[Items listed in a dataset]
++++++++
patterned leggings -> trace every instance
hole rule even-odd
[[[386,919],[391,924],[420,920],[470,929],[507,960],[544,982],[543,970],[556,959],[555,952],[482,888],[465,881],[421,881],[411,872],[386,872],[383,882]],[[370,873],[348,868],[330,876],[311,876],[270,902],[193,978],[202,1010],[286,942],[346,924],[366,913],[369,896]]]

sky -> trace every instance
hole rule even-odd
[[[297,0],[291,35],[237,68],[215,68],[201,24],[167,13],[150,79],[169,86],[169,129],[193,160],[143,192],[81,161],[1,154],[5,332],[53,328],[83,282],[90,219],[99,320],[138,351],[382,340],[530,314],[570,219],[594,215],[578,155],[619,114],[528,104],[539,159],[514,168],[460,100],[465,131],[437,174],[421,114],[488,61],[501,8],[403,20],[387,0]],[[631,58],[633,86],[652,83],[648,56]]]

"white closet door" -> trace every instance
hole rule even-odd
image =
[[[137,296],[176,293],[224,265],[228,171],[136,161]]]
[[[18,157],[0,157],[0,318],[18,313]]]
++++++++
## [Instructions to follow]
Write out the entire listing again, keeping every line and shifting each polygon vertex coordinate by -14.

## [The response]
patterned leggings -> trace every instance
hole rule even-odd
[[[372,905],[377,910],[406,906],[456,915],[493,946],[530,968],[529,956],[542,945],[541,938],[468,874],[451,867],[407,867],[397,858],[372,858],[369,868]],[[356,859],[334,854],[316,862],[297,862],[256,888],[179,964],[188,996],[272,928],[332,910],[352,899],[355,882]]]

sky -> trace every instance
hole rule even-odd
[[[283,-14],[277,21],[223,54],[201,54],[187,10],[153,-1],[136,65],[155,72],[155,115],[179,146],[129,178],[67,147],[-13,140],[-9,318],[39,314],[69,268],[76,205],[85,306],[124,337],[368,326],[516,300],[556,205],[580,201],[564,141],[605,100],[514,90],[525,145],[500,154],[446,86],[451,117],[423,160],[407,100],[474,47],[487,-6],[389,6],[373,-14]],[[617,44],[619,72],[638,69],[634,42]]]

"white closet door" -> trace every instance
hole rule even-odd
image =
[[[123,282],[162,279],[210,251],[214,157],[122,147]]]
[[[4,143],[-14,143],[-14,304],[4,299]]]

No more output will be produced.